Nothing before the line containing "stalk shown above." belongs in the answer; quote that line and all lines after it through the end of the material, word for word.

* [Stored data entries]:
↓↓↓

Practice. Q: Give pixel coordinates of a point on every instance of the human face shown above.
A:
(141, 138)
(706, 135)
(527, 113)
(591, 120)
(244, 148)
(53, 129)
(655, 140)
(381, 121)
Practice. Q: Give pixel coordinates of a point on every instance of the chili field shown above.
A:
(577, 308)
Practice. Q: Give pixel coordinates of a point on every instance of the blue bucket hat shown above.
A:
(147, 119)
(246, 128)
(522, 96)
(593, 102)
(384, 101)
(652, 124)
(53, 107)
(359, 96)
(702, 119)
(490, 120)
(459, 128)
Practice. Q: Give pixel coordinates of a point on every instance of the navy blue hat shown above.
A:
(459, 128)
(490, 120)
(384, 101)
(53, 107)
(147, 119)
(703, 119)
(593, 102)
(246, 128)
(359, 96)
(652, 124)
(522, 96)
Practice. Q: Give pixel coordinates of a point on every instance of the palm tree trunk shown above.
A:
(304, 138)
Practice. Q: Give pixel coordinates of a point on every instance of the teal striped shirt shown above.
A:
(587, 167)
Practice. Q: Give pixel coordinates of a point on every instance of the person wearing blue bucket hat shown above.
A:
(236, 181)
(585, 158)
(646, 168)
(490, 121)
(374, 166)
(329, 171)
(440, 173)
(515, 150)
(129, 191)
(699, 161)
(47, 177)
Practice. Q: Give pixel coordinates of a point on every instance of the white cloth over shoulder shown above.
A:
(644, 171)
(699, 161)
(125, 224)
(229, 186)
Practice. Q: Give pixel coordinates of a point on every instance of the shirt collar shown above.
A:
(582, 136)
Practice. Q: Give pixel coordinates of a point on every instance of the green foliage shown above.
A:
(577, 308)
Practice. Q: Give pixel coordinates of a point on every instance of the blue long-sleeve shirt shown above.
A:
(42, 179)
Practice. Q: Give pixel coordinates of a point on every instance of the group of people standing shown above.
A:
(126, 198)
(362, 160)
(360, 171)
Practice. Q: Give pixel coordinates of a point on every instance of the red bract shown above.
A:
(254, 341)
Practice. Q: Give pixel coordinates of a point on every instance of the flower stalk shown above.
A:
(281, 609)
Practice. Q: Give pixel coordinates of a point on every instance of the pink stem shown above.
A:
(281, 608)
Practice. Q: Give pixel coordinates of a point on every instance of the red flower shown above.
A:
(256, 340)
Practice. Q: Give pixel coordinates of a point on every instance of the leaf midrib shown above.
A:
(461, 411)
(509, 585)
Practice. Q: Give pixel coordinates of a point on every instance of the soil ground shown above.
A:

↑↑↑

* [Solved exercise]:
Practice. Q: Give pixel coordinates of a point on every instance of the flower stalk shown above.
A:
(281, 609)
Practice. Q: Give pixel coordinates of a point on every instance of the pink stem shown above.
A:
(281, 608)
Practice. Q: Give pixel coordinates of a point on every instance of the red flower shown above.
A:
(256, 340)
Practice. Q: Give pixel coordinates of a point on every instance of the leaf midrib shown above.
A:
(461, 411)
(509, 585)
Practice. Q: Give pixel coordinates of a point on every instance of the soil ground shown above.
A:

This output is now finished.